• [Exercise directions]: Which lines in the records below contain the word "young"? Return each of those lines in full.

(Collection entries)
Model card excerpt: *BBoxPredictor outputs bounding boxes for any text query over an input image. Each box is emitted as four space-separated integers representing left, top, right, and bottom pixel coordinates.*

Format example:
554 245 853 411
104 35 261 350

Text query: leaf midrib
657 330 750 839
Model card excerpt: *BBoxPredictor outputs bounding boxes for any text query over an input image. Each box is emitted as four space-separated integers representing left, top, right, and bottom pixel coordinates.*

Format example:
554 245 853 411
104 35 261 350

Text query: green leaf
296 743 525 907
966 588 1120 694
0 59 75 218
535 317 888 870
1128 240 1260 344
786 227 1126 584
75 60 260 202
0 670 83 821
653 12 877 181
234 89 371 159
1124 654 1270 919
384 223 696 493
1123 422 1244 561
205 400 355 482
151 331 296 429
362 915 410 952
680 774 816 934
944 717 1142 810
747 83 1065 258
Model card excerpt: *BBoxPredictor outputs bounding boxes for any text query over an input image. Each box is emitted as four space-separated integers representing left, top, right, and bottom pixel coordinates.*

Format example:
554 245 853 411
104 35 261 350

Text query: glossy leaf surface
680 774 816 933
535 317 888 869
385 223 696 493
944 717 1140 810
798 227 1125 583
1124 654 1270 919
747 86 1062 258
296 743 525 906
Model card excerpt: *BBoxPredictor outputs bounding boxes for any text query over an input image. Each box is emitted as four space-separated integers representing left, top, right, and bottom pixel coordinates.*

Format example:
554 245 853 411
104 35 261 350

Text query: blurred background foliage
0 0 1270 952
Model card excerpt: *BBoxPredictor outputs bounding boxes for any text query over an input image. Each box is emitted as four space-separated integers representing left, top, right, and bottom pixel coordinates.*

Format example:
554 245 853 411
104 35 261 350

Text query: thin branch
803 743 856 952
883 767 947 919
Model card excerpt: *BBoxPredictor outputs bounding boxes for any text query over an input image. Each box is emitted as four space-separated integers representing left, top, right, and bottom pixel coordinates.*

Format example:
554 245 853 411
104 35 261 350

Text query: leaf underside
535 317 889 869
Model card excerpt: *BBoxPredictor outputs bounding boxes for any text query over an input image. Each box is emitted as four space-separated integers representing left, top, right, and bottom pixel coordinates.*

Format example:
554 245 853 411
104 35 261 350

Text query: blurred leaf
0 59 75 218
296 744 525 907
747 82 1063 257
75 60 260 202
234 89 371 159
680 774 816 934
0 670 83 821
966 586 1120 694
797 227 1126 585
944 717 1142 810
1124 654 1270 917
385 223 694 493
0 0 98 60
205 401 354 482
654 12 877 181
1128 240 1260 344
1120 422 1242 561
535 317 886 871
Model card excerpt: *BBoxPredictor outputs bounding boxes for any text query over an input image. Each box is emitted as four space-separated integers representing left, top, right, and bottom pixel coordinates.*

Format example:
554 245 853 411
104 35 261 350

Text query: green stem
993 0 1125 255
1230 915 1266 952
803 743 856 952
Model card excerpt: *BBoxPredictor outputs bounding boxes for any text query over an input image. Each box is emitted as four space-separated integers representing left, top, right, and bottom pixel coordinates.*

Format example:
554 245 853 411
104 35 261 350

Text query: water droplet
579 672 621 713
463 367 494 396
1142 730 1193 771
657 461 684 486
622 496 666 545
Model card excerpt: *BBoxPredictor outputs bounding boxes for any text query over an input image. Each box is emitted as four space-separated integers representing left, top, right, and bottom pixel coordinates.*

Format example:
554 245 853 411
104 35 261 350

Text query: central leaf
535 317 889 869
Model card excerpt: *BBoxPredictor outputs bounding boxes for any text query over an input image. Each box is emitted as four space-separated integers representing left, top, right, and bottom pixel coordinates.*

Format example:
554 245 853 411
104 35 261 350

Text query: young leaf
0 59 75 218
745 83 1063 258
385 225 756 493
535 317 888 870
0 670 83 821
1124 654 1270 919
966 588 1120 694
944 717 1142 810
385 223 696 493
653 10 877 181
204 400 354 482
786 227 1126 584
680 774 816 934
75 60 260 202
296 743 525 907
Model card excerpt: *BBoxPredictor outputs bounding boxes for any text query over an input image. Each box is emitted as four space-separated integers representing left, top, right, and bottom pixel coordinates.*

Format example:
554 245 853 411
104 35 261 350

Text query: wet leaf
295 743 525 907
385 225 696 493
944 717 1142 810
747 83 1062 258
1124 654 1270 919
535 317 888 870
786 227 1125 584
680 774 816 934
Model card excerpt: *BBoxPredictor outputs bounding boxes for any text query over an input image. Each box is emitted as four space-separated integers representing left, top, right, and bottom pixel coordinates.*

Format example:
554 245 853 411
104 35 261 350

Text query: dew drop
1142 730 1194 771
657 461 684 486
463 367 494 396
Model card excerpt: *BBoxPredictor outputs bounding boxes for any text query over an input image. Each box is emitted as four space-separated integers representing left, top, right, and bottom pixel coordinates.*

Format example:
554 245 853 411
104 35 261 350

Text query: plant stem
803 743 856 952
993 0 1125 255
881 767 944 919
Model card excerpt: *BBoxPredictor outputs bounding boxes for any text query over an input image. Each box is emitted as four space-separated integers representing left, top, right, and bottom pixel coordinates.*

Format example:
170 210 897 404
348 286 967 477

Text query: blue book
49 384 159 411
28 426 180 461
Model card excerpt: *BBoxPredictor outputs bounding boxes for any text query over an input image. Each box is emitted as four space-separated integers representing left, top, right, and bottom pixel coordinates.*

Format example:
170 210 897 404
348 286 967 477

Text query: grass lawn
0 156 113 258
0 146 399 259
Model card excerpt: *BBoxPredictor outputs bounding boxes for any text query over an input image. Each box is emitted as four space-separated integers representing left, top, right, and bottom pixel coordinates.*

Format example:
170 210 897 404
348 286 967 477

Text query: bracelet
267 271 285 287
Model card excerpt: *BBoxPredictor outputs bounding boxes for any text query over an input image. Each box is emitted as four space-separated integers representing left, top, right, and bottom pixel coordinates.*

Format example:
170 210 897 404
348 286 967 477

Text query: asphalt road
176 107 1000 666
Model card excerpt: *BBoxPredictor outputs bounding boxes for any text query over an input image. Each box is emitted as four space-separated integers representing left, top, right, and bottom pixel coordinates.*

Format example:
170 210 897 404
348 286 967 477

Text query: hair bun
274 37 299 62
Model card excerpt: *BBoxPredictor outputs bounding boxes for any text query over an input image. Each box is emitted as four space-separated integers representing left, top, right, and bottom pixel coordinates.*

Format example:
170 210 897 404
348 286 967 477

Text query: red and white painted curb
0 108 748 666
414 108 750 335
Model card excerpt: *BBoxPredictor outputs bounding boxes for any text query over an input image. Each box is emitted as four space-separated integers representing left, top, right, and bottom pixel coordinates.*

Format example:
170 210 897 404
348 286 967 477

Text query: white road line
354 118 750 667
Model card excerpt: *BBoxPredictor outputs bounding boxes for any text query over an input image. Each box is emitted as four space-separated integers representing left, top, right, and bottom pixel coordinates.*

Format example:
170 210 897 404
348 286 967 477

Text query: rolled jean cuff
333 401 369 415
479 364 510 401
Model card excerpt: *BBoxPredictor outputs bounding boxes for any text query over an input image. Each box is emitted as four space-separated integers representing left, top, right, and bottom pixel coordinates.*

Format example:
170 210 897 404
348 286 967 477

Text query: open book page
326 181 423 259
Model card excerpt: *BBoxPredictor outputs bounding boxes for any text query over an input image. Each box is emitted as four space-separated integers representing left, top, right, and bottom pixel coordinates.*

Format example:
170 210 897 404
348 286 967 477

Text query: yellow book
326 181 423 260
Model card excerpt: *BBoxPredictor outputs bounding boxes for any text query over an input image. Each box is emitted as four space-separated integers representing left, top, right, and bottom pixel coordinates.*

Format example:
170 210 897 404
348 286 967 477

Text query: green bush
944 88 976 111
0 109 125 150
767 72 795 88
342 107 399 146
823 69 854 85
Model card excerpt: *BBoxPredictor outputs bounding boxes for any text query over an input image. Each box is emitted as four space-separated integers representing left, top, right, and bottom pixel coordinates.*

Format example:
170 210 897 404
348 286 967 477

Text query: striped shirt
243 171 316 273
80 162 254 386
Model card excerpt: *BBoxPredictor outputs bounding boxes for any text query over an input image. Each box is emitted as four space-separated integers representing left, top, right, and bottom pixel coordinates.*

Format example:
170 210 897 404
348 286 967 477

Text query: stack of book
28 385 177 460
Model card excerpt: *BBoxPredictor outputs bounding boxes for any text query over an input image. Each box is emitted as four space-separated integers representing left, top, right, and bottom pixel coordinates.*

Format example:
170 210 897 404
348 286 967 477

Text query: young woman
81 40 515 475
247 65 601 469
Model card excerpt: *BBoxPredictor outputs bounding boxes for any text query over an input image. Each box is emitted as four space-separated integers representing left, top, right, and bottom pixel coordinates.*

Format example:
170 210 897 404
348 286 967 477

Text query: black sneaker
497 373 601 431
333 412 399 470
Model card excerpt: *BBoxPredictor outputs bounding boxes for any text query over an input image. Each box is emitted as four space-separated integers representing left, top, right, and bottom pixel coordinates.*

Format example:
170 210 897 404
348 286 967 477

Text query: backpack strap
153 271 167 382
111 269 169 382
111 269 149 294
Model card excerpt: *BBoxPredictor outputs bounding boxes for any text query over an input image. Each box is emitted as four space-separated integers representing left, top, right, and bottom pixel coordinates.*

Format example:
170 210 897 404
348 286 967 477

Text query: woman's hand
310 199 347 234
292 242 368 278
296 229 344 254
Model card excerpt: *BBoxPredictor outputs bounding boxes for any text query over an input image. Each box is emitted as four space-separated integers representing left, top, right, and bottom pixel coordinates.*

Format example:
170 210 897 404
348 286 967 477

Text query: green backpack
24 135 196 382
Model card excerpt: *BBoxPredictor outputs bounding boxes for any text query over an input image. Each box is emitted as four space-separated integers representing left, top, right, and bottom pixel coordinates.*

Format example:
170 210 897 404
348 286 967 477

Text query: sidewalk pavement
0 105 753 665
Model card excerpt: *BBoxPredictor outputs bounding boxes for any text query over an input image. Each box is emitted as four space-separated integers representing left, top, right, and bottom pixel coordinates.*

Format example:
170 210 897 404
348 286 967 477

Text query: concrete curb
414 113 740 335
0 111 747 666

• [Expected answer]:
Text query: young leaf
Text query: young woman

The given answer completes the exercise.